> [STATED EXERCISE] In the forum thread, which Ceph release did Michael try after being told he was one release behind, and on what operating system?

> [TEXT]

──────────────────────────────

2017-11-01 21:54:53 UTC

Permalink

Post by Christian Balzer
Your exact system configuration (HW, drives, controller, settings, etc)
would be interesting as I can think of plenty scenarios on how to corrupt
things that normally shouldn't be affected by such actions

Oh, the hardware in question is consumer grade and not new. Some old i7
machine. But my current guess is that the specific hardware is
semi-unrelated.

I think there probably is just a WAL log or entry in that that wasn't
finished writing to disk or corrupted. But WAL aren't something that
should be fully assumed to be complete and correct in the case of some
failure, right? They are WAL.

If this can't be fixed automatically with some command, I would simply
like to have a look at & tinker trivially the with these DB files if
possible (which I still haven't figured a way how to do).

Post by Christian Balzer
Now that bit is quite disconcerting, though you're one release behind the
curve and from what I read .2 has plenty more bug fixes coming.

Fair point. I just tried with 12.2.1 (on pre-release Ubuntu bionic now).

Doesn't change anything - fsck doesn't fix rocksdb, the bluestore won't
mount, the OSD won't activate and the error is the same.

Is there any fix in .2 that might address this, or do you just mean that
in general there will be bug fixes?

Thanks for your response!

- Michael

Michael

2017-11-13 11:05:23 UTC

Permalink

I think Christian talks about version 12.2.2, not 12.2.*

Which isn't released yet, yes. I could try building the development
repository if you think that has a chance of resolving the issue?

Although I'd still like to know how I could theoretically get my hands
at these rocksdb files manually, if anyone knows how to do that? I still
have no idea how.

I also reported this as a bug last week, in case anyone has information
or the same issue:
http://tracker.ceph.com/issues/22044

Konstantin Shalygin

2017-11-14 02:47:25 UTC

Permalink

Post by Michael
Which isn't released yet, yes. I could try building the development
repository if you think that has a chance of resolving the issue?

For tests - yes...
This <https://marc.info/?l=ceph-devel&m=151024277700487&w=2> ML tells
that 12.2.2 should be based on commit
1071fdcf73faa387d0df18489ab7b0359a0c0afb.

Gregory Farnum

2017-11-19 10:01:40 UTC

Permalink

Post by Michael

Oh, the hardware in question is consumer grade and not new. Some old i7
machine. But my current guess is that the specific hardware is
semi-unrelated.
I think there probably is just a WAL log or entry in that that wasn't
finished writing to disk or corrupted. But WAL aren't something that
should be fully assumed to be complete and correct in the case of some
failure, right? They are WAL.
If this can't be fixed automatically with some command, I would simply
like to have a look at & tinker trivially the with these DB files if
possible (which I still haven't figured a way how to do).

Your hardware and configuration is very relevant. As you note, the WAL
should be able to handle being incompletely-written, and both Ceph and
RocksDB are designed to handle failures mid-write. That RocksDB *isn't*
doing that here implies either
1) there's a fatal bug in rocksdb, or
2) your hardware configuration is not honoring the storage consistency APIs
correctly.

──────────────────────────────

> [MATERIAL PROVIDED]
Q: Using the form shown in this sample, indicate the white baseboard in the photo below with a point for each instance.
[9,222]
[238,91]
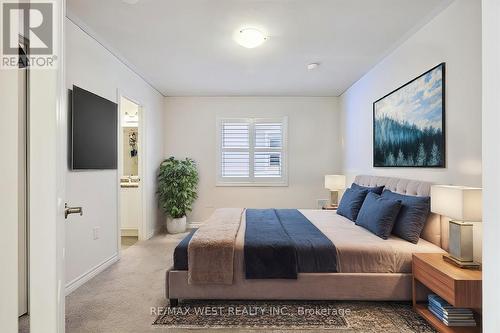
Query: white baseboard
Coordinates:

──────────────────────────────

> [OUTPUT] He tried 12.2.1 on pre-release Ubuntu bionic.